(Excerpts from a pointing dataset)
====================

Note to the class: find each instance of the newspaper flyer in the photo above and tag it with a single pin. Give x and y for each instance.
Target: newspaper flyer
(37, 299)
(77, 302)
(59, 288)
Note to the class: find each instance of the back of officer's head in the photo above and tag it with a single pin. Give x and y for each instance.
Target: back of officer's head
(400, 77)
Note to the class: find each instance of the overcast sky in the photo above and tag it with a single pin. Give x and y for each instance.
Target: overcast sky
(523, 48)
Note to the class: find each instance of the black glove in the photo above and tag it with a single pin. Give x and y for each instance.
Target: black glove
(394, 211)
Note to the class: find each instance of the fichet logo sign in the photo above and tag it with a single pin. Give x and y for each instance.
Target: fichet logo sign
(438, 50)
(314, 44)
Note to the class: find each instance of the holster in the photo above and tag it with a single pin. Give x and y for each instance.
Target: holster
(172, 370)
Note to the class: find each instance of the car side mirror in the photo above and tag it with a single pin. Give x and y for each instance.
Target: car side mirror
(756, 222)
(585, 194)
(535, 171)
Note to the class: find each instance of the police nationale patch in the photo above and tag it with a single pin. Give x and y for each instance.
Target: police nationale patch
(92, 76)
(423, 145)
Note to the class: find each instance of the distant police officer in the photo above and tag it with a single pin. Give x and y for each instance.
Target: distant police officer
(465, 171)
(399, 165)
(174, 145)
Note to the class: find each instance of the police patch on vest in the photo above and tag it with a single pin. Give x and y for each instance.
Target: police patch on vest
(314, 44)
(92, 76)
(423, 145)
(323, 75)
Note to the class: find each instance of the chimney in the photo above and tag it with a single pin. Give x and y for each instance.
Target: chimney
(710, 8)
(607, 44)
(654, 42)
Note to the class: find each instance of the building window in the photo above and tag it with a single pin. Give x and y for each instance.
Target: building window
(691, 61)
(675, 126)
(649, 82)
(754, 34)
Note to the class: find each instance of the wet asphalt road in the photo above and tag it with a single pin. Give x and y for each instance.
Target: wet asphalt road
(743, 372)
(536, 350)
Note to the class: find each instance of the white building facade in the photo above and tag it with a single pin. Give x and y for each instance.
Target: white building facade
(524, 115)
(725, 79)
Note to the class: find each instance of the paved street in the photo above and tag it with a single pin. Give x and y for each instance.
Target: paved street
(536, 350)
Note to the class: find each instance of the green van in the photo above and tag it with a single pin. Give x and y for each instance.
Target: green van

====================

EXERCISE GOAL –
Copy word for word the stretch of the material from the line containing "Note to the class: find each instance of the green" through the end of the material.

ANSWER TO THIS TASK –
Note to the class: find each instance of the green van in the photo above and tag it with a single pin. Give x and y for each instance.
Target: green van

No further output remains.